Source data
━━━━━━━━━━━━━━━━━━━━━━━━━━━━━━

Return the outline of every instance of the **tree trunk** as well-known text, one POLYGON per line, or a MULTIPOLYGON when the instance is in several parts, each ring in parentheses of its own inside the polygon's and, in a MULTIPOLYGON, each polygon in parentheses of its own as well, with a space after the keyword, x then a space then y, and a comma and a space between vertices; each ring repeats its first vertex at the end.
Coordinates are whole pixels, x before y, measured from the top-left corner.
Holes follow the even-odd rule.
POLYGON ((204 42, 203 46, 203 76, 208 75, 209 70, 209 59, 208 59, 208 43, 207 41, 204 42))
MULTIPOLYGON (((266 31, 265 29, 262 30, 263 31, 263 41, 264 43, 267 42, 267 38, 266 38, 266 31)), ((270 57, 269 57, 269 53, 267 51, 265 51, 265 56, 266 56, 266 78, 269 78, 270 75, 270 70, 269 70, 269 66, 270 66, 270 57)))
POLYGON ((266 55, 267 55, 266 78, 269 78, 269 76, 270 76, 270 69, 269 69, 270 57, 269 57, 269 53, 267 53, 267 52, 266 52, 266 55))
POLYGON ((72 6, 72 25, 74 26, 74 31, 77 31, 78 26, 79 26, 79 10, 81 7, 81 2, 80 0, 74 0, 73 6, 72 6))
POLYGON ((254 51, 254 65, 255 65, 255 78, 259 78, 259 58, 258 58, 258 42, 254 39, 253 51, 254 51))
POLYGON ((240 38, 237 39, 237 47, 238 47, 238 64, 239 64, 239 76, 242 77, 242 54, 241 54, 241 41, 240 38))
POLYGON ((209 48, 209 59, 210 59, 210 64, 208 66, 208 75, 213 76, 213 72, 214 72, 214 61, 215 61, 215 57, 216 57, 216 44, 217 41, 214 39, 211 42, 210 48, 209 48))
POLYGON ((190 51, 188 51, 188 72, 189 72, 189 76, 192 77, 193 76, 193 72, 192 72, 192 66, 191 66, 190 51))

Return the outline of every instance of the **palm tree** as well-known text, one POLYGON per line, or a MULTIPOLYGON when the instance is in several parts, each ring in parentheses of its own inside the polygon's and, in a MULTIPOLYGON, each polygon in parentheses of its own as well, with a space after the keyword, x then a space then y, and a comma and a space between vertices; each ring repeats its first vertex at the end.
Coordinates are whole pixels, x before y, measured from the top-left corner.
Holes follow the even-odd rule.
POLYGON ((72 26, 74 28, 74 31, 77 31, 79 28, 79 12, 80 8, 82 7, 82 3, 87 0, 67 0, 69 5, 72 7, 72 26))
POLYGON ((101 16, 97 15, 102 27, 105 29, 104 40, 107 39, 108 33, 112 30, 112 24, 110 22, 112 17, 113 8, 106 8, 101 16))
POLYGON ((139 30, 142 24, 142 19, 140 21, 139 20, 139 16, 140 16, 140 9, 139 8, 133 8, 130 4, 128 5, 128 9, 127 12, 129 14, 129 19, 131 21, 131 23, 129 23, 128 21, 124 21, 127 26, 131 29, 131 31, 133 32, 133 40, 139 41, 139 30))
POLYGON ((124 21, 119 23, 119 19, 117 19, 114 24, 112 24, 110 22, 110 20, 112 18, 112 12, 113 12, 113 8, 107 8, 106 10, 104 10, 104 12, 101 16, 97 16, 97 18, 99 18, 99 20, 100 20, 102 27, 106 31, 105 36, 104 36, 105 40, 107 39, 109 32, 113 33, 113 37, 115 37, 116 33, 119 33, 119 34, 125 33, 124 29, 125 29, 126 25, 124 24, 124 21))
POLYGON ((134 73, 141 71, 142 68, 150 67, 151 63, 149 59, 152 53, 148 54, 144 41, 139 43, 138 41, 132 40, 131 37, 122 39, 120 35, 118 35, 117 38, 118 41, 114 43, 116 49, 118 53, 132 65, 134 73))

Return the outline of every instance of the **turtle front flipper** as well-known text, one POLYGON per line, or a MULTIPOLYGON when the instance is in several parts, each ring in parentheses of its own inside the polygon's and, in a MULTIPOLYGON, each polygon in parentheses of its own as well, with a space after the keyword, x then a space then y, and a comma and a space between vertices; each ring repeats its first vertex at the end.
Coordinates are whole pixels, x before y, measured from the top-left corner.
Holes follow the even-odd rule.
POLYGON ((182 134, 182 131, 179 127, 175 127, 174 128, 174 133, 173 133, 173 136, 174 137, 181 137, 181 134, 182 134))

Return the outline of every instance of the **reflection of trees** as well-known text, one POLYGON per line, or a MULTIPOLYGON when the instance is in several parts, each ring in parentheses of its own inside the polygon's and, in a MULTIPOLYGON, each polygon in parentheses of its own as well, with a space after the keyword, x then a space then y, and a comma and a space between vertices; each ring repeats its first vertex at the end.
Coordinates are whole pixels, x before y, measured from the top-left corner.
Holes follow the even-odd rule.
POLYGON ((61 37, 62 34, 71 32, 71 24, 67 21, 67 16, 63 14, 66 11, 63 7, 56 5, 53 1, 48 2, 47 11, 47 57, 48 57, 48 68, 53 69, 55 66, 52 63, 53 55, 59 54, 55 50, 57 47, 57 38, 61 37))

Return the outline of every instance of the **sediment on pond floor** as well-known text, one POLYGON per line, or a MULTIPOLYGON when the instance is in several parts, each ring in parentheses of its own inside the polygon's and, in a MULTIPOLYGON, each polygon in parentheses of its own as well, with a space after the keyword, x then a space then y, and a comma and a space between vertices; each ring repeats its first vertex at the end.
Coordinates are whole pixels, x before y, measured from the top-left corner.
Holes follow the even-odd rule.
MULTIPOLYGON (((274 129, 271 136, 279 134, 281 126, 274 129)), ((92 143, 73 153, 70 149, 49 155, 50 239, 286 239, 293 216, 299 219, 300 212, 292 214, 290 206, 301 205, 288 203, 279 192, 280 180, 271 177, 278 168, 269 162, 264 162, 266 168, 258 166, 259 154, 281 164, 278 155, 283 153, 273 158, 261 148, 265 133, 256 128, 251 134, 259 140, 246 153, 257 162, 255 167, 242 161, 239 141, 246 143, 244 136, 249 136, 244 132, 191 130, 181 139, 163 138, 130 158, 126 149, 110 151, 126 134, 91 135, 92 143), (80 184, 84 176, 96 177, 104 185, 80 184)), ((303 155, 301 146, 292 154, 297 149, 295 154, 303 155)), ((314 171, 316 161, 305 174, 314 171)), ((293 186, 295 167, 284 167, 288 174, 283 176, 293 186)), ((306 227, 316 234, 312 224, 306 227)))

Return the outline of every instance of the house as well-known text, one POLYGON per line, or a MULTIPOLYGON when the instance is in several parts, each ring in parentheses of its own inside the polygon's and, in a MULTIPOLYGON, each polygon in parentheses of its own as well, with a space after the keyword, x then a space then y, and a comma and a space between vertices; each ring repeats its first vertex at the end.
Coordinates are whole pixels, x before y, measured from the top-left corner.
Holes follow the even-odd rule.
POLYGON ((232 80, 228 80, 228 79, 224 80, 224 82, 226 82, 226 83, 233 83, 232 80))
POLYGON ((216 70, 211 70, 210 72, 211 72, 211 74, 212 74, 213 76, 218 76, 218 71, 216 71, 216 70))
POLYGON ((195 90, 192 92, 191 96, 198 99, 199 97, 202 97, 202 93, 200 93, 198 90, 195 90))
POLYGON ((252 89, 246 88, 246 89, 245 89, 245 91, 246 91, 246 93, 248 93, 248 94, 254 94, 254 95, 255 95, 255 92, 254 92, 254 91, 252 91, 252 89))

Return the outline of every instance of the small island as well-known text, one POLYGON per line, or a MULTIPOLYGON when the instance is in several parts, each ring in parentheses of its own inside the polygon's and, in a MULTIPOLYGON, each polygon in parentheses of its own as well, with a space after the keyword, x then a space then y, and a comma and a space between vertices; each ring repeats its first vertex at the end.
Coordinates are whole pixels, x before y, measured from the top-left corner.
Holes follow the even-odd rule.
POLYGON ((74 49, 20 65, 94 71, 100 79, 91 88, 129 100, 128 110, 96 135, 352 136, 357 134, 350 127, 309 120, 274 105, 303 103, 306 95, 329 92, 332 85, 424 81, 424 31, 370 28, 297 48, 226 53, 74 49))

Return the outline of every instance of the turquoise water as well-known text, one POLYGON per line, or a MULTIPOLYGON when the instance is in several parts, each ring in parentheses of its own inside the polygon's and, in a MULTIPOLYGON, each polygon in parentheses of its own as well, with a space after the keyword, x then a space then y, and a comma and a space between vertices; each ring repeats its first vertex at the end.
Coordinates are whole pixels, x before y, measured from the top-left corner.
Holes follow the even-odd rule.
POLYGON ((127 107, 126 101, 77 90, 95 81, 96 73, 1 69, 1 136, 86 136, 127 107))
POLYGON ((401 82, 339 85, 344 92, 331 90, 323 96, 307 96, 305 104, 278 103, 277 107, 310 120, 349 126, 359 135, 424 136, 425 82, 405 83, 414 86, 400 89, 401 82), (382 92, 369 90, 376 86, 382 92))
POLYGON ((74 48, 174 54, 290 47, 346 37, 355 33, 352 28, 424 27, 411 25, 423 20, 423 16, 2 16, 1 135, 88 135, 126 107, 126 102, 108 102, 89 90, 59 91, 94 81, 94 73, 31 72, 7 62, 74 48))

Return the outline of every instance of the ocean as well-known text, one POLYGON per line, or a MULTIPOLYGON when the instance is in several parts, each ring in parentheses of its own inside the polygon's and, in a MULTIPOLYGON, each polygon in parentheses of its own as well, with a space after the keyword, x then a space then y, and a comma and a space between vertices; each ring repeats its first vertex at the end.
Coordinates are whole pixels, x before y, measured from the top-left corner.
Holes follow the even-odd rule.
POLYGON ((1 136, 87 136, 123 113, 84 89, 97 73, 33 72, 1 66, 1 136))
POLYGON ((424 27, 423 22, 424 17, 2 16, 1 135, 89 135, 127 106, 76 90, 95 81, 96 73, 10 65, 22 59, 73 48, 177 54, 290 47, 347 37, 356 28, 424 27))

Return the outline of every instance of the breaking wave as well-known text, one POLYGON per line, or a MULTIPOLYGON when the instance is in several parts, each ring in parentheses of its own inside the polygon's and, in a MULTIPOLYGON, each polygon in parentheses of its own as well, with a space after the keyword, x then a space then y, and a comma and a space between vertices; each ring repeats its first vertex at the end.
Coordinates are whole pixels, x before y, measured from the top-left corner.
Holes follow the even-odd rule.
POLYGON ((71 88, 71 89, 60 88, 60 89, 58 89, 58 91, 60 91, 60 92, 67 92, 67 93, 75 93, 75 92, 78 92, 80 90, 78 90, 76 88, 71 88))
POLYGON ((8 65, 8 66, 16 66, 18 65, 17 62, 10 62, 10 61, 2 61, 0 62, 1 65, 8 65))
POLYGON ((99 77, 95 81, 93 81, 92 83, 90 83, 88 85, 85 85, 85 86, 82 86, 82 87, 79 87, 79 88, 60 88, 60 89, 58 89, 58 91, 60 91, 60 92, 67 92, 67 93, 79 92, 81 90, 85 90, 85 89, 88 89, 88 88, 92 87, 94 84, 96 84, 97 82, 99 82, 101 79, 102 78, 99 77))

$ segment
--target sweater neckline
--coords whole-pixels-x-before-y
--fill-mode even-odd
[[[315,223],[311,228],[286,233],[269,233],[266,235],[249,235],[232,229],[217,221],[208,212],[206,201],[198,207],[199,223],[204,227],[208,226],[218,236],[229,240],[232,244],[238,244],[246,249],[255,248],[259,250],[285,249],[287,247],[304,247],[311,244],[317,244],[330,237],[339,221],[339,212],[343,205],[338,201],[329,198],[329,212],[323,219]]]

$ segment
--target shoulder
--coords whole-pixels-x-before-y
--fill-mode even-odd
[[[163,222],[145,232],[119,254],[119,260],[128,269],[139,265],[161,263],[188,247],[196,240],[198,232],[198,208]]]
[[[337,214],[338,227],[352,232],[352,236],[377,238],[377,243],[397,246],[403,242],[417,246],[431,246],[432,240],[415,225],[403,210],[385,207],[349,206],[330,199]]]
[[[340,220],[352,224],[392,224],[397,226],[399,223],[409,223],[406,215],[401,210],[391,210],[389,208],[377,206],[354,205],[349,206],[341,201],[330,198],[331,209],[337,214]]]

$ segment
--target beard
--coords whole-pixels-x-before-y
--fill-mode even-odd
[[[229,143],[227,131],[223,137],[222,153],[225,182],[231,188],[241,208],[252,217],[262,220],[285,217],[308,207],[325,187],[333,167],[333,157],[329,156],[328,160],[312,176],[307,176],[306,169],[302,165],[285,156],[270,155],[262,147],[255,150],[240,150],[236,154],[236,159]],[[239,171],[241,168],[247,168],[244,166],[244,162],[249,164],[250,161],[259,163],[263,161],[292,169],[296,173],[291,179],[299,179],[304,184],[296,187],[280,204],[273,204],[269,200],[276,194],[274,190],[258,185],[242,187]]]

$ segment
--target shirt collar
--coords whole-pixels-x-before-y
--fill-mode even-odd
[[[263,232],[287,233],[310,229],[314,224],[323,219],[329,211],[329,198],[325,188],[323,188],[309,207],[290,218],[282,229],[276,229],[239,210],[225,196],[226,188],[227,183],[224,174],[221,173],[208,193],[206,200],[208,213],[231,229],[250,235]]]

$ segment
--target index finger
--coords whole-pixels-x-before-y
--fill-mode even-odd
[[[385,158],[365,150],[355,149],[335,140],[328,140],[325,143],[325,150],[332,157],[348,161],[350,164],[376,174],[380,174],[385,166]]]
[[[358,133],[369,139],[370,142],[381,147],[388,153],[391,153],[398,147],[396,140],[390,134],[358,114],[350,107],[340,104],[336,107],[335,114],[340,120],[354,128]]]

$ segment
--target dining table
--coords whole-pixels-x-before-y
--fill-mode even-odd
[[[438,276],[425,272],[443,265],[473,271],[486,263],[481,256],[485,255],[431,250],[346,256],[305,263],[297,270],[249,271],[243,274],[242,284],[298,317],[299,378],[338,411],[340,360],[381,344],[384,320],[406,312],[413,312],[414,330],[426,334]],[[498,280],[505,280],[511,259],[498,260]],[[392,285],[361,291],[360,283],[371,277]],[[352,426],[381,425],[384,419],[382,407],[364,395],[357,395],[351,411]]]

━━━━━━━━━━━━━━━━━━━━━━━━━━━━━━

Prompt
Each line of the listing that includes the word "target" should be copied out.

Response to this task
--target sweater neckline
--target shoulder
--target beard
--target shirt collar
--target index finger
--target dining table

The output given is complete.